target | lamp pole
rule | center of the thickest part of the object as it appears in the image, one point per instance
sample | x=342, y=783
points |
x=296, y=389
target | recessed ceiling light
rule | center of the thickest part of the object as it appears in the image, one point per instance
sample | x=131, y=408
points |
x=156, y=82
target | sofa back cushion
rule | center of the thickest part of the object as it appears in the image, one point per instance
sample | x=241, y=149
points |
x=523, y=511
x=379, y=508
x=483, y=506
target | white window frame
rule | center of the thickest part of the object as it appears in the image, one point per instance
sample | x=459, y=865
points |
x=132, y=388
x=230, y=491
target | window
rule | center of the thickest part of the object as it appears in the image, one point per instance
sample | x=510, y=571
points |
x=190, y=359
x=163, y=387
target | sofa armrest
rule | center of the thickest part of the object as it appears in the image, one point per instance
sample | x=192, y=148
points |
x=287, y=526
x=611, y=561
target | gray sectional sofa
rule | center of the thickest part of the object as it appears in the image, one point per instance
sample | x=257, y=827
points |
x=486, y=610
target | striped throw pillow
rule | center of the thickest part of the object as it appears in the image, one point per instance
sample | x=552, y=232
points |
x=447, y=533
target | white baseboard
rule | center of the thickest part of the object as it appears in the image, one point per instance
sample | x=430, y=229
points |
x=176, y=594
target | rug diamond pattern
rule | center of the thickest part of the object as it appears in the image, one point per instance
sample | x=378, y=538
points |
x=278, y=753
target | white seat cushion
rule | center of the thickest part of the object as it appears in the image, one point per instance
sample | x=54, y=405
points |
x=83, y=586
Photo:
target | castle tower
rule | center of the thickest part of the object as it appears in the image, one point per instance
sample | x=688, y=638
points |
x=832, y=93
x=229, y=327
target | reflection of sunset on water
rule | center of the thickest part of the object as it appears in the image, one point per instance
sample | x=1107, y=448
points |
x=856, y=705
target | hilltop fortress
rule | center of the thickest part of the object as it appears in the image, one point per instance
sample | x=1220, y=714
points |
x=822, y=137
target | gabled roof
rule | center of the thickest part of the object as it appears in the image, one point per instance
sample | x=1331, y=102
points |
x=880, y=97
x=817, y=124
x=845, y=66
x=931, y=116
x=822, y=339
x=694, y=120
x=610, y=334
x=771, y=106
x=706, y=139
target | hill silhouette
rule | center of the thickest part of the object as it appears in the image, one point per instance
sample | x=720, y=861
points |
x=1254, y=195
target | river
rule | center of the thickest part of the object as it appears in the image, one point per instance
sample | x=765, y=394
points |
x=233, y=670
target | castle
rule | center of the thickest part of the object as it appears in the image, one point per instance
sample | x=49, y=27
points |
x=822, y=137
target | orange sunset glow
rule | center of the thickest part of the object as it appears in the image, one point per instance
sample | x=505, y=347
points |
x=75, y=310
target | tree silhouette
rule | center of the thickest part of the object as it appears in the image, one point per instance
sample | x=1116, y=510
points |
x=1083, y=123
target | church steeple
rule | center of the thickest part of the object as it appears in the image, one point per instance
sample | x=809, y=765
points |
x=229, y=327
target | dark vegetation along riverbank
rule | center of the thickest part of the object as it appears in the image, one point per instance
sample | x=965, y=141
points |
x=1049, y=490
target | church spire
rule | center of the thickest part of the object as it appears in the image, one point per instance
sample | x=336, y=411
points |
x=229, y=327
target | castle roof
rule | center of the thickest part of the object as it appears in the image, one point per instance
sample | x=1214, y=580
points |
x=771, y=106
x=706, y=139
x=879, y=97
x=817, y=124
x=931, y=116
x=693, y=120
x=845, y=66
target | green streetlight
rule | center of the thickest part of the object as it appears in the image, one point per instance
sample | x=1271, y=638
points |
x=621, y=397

|---|

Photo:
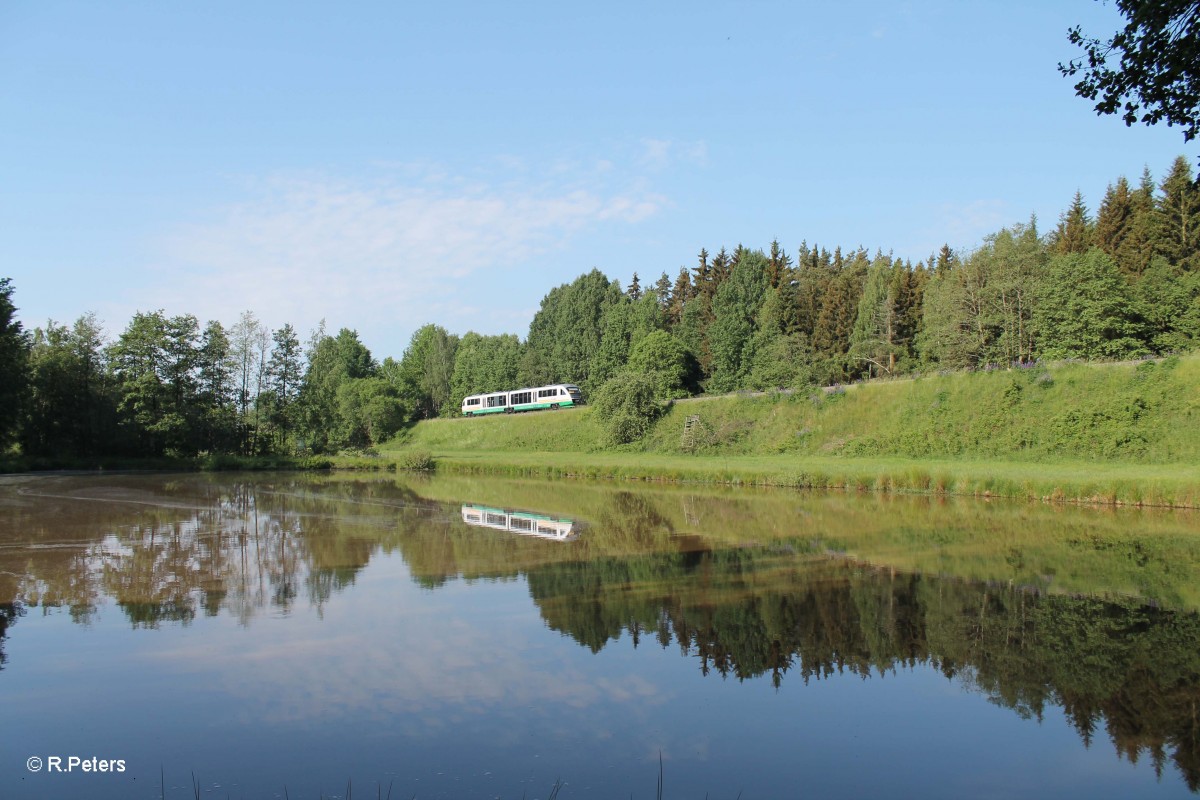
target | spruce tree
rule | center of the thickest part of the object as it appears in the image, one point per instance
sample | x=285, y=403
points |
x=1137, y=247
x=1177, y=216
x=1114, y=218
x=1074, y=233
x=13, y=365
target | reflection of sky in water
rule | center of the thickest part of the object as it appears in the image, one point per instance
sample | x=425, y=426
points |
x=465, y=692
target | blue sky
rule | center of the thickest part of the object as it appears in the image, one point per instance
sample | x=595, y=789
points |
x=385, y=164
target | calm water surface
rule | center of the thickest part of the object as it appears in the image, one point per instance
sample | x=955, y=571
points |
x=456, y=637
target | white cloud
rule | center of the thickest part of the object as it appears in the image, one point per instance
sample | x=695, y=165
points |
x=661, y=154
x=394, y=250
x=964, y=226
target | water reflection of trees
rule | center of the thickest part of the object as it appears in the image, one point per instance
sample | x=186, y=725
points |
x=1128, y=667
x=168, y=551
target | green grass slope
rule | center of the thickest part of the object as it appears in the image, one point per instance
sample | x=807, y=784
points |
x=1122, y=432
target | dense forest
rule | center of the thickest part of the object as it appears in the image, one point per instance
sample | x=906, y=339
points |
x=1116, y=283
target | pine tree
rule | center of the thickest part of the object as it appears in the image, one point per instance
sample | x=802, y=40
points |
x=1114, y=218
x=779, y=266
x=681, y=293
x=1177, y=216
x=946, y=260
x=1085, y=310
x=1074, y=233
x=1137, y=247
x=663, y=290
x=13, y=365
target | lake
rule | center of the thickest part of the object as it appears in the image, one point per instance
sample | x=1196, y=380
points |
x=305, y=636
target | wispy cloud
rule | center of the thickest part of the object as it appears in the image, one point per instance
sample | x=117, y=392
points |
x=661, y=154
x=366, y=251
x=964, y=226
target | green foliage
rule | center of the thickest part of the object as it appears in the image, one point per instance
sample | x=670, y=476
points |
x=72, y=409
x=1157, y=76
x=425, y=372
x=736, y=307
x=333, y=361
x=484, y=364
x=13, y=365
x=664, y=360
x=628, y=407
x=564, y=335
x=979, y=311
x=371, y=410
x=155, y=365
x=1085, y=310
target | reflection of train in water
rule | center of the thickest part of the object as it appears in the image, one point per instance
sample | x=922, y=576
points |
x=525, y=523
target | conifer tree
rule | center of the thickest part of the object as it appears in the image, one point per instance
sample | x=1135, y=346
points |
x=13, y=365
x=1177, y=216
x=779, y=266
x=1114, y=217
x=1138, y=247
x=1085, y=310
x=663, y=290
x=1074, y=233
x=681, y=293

|---|

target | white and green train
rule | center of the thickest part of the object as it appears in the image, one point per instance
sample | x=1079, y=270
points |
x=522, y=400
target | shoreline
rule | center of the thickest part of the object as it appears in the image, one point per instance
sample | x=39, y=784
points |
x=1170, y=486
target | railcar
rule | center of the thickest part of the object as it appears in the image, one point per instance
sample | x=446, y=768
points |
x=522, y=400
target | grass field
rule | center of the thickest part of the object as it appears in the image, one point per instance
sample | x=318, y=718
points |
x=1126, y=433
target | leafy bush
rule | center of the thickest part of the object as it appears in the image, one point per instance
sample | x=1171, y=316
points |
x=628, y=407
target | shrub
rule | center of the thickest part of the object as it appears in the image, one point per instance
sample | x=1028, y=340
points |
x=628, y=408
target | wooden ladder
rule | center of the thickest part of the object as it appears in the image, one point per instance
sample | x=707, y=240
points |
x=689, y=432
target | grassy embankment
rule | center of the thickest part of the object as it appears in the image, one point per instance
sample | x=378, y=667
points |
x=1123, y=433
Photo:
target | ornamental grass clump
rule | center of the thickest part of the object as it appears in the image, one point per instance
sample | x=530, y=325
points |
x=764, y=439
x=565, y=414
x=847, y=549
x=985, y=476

|---|

What the task requires
Which rows above contain the word "silhouette", with case counting? Show each of those rows in full.

Exercise answer
target | hill silhouette
target | tree silhouette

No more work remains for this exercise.